■ Exercise aim: All the records that follow need to be reproduced exactly. Omit the images.

****************

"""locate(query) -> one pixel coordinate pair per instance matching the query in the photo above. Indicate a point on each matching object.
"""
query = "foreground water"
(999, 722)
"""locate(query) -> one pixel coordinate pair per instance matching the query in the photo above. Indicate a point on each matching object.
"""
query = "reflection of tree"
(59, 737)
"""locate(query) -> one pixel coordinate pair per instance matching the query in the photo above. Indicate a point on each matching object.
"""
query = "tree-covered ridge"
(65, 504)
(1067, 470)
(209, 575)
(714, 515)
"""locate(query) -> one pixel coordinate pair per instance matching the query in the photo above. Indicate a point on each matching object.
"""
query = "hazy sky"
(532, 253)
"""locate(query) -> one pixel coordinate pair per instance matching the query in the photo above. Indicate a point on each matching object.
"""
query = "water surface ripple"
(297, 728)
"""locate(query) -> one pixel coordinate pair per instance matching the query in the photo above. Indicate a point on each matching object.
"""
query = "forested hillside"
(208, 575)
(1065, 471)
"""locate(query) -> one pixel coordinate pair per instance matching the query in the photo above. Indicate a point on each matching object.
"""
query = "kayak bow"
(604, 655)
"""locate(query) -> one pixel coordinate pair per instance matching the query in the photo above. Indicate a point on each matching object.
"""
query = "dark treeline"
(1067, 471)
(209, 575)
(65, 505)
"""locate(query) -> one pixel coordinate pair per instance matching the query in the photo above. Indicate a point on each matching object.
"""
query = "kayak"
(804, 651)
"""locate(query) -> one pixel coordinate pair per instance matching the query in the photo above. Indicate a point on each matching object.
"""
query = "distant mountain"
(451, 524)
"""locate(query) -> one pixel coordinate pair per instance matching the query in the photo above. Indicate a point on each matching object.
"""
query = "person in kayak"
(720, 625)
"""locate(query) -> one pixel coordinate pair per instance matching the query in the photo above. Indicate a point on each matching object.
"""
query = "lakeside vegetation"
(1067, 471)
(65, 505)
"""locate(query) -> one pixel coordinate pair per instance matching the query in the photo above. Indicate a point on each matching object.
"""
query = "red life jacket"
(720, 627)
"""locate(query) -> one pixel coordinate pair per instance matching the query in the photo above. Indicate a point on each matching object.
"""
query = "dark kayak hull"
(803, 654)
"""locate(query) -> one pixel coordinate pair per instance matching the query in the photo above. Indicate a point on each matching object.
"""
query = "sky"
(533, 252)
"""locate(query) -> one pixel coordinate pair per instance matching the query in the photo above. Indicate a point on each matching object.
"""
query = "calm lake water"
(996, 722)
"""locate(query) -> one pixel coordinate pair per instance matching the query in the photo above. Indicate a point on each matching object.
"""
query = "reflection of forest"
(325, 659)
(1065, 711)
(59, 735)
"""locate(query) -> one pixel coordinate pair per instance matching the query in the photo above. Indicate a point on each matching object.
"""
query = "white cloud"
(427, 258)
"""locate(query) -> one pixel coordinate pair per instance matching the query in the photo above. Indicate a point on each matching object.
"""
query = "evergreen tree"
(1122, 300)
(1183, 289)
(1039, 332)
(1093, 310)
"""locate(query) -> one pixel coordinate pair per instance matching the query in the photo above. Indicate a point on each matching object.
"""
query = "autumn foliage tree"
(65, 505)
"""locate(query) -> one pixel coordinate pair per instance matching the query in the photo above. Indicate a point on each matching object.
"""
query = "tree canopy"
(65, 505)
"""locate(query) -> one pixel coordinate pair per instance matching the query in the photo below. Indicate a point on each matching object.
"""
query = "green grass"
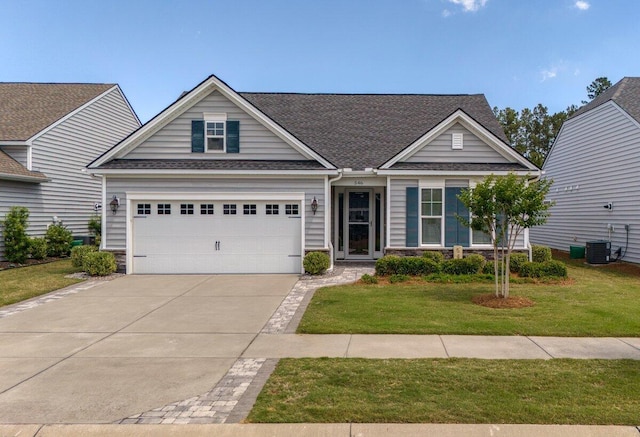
(595, 302)
(586, 392)
(23, 283)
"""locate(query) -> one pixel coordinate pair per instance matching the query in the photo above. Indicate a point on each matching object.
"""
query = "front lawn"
(23, 283)
(586, 392)
(596, 302)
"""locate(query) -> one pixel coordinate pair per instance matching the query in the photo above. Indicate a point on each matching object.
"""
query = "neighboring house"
(228, 182)
(48, 135)
(595, 167)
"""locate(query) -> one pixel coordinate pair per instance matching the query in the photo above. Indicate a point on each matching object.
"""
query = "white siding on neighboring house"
(62, 153)
(173, 141)
(595, 160)
(398, 212)
(474, 150)
(312, 187)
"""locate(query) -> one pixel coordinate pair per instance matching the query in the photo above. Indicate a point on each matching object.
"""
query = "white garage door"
(216, 236)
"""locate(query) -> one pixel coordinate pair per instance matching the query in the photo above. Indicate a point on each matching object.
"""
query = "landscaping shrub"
(59, 240)
(79, 253)
(540, 254)
(464, 266)
(387, 265)
(547, 269)
(398, 278)
(476, 261)
(368, 279)
(316, 263)
(38, 248)
(99, 263)
(438, 257)
(516, 261)
(16, 240)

****************

■ Problem solution:
"""locate(query) -> one pixel coordinate pair per instance matching the query in the photo above. Indicate a point on each matching object.
"""
query = "foreground water"
(999, 722)
"""locate(query) -> one pixel coordinate pair per instance matching the query in the photo above. Indicate a point on each matching object.
"""
query = "reflection of tree"
(59, 737)
"""locate(query) -> one pixel coordinate pair per instance matching the query in the photo above. Indicate a point on each matching object.
"""
query = "tree-covered ridge"
(65, 504)
(1067, 470)
(209, 575)
(714, 515)
"""locate(query) -> one pixel coordinate pair per instance matching the query in the photo above. Indicate a point on each matching object.
"""
query = "hazy sky"
(532, 253)
"""locate(query) -> one pixel coordinate pair per instance matching the query in the photo above. Indicate a point on each matching object.
"""
query = "water surface ripple"
(297, 728)
"""locate(query) -> one pixel coordinate pair per instance matching the query in the photo above. Indicate a point on each matching object.
"""
query = "forested hillside"
(208, 575)
(1065, 471)
"""locate(query) -> one pixel coordinate pair per instance matching the query in the photo above. Indicate a point on each matching object.
"""
query = "kayak bow"
(604, 655)
"""locate(query) -> one pixel coordinate pair per instance matching the query in the photo above. Indicate a point on each matching object.
"""
query = "dark treeline"
(1067, 471)
(209, 575)
(65, 505)
"""locate(query) -> one pixel coordinate pair per instance matching the query in the photo above. Indicate a point on each matching object.
"""
query = "kayak"
(804, 651)
"""locate(query) -> one pixel coordinate pair per instance matching the query in the photo above. Indicate a point on each matching object.
"""
query = "distant mountain"
(451, 524)
"""locate(query) -> one pixel coordinate pair per instance matching the query in the photo above. Indicate a point on each matching object.
"""
query = "person in kayak"
(720, 625)
"""locate(query) -> one pixel coordinate pair per instance matching the query in the photo above. Indicate a point on each matching object.
"""
query = "lakeside vegetation"
(1067, 471)
(65, 505)
"""locate(query) -> one pixel coordinate pair per instance matching the query in the photo above. Indicate a point on each matching object.
"""
query = "red life jacket"
(720, 627)
"""locate(query) -> one pixel coordinate pair per instance matching the query in the photo above. Indicate a point on each matching object.
"""
query = "dark kayak hull"
(803, 654)
"""locate(query) -> one pixel coordinate pair per instance matching the query in the photo above. Indicate a point on each matching object.
"""
query = "sky"
(533, 252)
"""locate(query) -> one pixel coordinate pair per instance matching the query in the photo above. Indicate a point on each matching object.
"""
query = "calm lake water"
(996, 722)
"""locate(query) -> one pixel coordinate pair per instance matching the query in the photo above. Indicate a point on each matching object.
"""
query = "reflection of forest"
(325, 659)
(1065, 711)
(59, 735)
"""locate(query) -> one pixel coordinate pair per instance matching the query in the photo above. Indicate a point on each matching object.
"""
query = "white cloud"
(427, 258)
"""locate(query) -> one pixel coordinate pair per instance matching the query in the photo above. Indicate a point on each matching object.
"""
query = "evergreen tree"
(1122, 300)
(1183, 289)
(1039, 332)
(1093, 310)
"""locate(query) -> one pixel coordinate pair per instance matching the query in the photo above. Indicate a point on each matching object.
"""
query = "autumn foliage tree"
(65, 505)
"""locate(query) -> one pixel coordinate pair per instance matching the query in the photo above. Indicate a point on each matching object.
"""
query = "tree canopy"
(65, 505)
"""locate(query) -> one pixel coordinate pair per instance matching the query in the photo below. Indicate a point on each matching object.
"""
query = "green grass"
(595, 302)
(586, 392)
(23, 283)
"""locate(query) -> one pixel coordinate pair per instance matching the query in the photo above. Indicate a point on each matching object.
"""
query = "front lawn"
(23, 283)
(586, 392)
(596, 302)
"""locate(query) -> one pixel coordinate pair per instance matching the query in the photo above. Indicate a point on each matching object.
"""
query = "neighboring house"
(228, 182)
(48, 135)
(595, 167)
"""locate(query) -> one pixel coordinate pair per instance matching the query in the photo above. Indicate a point on each matching object.
"""
query = "white siding on neighboring house"
(62, 153)
(173, 141)
(595, 160)
(398, 212)
(474, 150)
(312, 187)
"""locate(query) -> one pixel coordinate pair per instance matching the query in the photo above. Indicate a point on each matching object.
"""
query = "white garage door"
(216, 236)
"""locate(query) -> one pixel coordinate pair per instance matching the query in the photo above. Indicate a point on each matching object.
"""
query = "landscaping shrub"
(59, 240)
(79, 253)
(540, 254)
(464, 266)
(387, 265)
(547, 269)
(398, 278)
(476, 261)
(368, 279)
(316, 263)
(38, 248)
(99, 263)
(438, 257)
(516, 261)
(16, 240)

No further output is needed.